WORK INSTRUCTIONS: Starting at the line that contains "Could you please point to the sink" and ending at the final line of the entries below, write out each line exactly as it appears, but omit the pictures.

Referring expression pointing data
------------------------------------------------------------

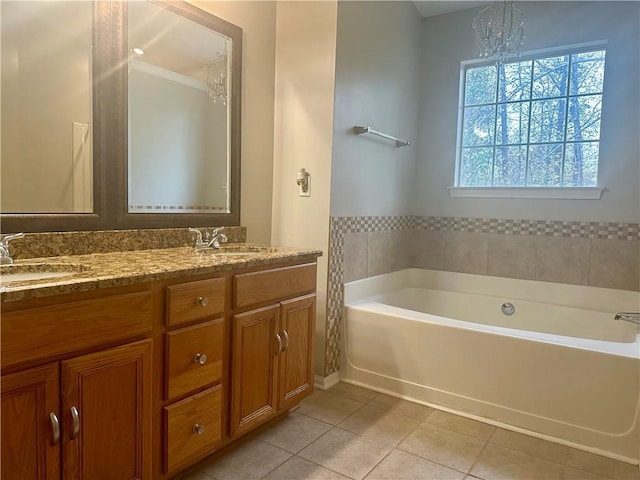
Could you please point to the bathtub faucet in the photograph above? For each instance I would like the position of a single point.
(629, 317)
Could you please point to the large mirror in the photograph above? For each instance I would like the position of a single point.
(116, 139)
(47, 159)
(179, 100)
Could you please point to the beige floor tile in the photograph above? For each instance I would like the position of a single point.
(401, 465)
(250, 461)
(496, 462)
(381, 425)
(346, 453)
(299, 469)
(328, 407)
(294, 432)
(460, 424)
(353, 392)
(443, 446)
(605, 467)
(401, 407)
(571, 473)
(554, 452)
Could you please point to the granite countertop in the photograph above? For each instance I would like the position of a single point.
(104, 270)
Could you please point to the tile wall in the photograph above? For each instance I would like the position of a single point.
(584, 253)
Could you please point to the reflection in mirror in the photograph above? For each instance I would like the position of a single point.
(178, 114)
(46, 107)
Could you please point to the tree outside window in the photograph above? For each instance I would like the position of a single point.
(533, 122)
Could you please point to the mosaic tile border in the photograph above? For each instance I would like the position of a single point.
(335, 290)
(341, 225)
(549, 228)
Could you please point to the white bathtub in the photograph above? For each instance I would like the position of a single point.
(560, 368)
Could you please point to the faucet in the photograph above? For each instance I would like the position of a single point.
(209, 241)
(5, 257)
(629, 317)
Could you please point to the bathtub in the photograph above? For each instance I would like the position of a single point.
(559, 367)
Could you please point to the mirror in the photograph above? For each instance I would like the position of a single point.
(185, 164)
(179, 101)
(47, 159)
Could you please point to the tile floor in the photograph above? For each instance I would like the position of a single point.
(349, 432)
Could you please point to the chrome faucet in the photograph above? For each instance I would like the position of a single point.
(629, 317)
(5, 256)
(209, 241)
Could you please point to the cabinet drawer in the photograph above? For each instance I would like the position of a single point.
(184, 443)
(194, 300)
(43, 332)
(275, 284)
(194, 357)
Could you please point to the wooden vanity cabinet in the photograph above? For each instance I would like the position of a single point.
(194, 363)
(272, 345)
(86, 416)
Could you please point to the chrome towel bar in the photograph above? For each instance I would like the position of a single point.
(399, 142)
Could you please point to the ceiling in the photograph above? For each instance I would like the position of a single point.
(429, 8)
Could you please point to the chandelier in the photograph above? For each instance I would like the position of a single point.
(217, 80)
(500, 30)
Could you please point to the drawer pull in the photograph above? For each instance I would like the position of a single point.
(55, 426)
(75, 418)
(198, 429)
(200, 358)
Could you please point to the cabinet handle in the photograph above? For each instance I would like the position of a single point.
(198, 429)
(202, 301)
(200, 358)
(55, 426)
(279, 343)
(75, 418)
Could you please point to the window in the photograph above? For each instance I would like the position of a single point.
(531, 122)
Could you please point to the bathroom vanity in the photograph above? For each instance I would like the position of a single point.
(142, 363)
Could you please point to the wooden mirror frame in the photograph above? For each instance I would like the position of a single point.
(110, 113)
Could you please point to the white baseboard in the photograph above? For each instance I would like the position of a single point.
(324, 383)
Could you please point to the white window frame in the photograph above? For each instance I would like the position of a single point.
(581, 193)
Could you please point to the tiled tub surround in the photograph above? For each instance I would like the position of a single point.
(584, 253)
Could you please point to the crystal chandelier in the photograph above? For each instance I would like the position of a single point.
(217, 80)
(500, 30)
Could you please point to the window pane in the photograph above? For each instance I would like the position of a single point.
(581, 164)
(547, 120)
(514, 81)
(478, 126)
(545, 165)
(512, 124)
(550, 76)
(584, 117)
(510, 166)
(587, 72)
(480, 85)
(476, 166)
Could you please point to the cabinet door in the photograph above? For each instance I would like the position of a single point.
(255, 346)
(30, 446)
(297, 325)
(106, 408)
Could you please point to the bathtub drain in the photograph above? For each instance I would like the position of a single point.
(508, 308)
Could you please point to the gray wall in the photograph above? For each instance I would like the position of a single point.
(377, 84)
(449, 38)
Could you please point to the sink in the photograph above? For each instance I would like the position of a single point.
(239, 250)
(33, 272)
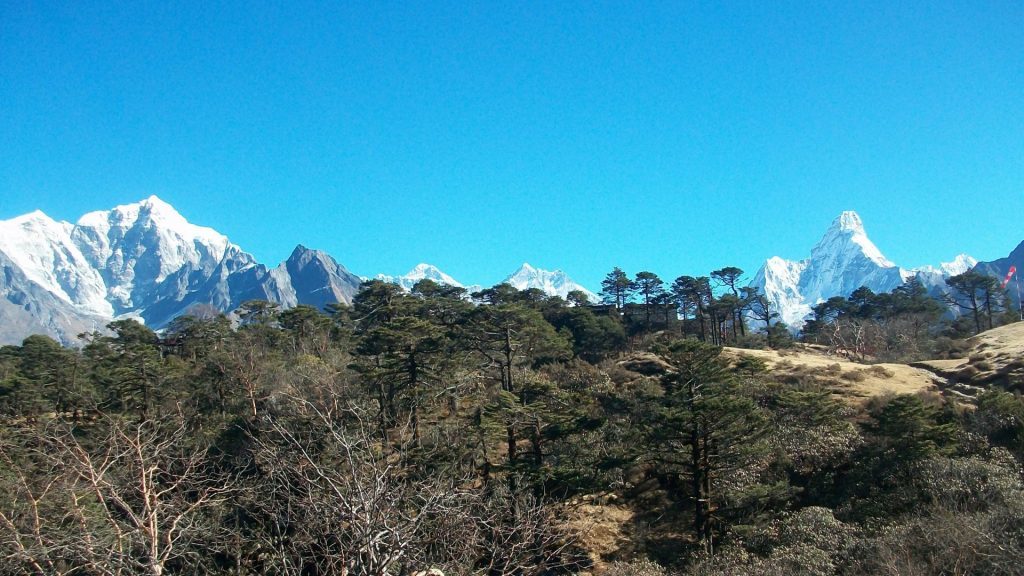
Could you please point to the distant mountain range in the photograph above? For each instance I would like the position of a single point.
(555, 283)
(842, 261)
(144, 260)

------------------------------------------------------------

SOLUTION FOR THIS EXERCISE:
Could you please point to the sink in the photograph above? For each instance I would like the position of a single point.
(239, 250)
(33, 272)
Could you please point to the distant mountain range in the photograph above? For each instance I would like the position of a single point.
(555, 283)
(842, 261)
(144, 260)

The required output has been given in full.